● THE TASK: Only the lines from the line holding "form (430, 550)." through the final line of the entries below are to be returned, exactly as they stand.

================================

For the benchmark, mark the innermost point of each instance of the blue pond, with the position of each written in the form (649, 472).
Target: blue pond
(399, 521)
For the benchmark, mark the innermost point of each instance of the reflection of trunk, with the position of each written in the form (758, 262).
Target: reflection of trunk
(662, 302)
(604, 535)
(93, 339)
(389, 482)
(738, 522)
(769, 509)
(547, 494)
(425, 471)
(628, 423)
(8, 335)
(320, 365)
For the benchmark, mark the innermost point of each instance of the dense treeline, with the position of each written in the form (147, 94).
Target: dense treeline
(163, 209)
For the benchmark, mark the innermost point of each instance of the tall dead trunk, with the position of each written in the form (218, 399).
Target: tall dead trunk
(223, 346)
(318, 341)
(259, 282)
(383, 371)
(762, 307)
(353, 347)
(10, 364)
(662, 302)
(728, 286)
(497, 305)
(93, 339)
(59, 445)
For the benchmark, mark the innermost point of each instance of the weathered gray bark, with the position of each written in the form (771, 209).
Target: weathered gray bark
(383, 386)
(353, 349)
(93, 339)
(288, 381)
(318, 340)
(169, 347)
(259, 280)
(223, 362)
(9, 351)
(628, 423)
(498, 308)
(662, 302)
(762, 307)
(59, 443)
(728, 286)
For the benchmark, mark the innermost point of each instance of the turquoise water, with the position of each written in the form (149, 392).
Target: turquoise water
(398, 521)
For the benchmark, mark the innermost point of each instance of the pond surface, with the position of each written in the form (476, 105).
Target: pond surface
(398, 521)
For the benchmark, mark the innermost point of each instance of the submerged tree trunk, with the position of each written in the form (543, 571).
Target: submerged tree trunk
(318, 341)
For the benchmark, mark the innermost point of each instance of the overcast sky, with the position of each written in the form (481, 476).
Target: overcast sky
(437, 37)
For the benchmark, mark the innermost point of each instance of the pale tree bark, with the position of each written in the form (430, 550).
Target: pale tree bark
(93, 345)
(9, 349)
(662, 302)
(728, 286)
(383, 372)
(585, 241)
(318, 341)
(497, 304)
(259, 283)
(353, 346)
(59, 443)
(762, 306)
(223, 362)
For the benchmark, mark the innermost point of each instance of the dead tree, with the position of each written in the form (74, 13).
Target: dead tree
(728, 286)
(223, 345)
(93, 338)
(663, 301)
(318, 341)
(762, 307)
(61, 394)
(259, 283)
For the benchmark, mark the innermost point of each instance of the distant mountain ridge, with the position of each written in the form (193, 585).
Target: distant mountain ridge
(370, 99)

================================

● CORRECT ANSWER:
For the benchmark, mark the innermost point of each instance of the pale tree bark, with the position of each written in the form (430, 550).
Target: pale tree bark
(93, 345)
(9, 349)
(662, 302)
(728, 286)
(383, 372)
(585, 241)
(318, 341)
(497, 304)
(259, 283)
(353, 346)
(59, 443)
(762, 306)
(223, 362)
For the benchmark, mark the innermost point of each instance of the dead tree, with the position of each written in the form (74, 13).
Target: dead tree
(728, 286)
(223, 345)
(93, 338)
(663, 301)
(318, 341)
(762, 307)
(61, 394)
(259, 283)
For the benchmark, mark the innermost point of each instance of the distant mountain ridge, with the position of each written in the form (193, 585).
Target: distant mountain ridge
(370, 99)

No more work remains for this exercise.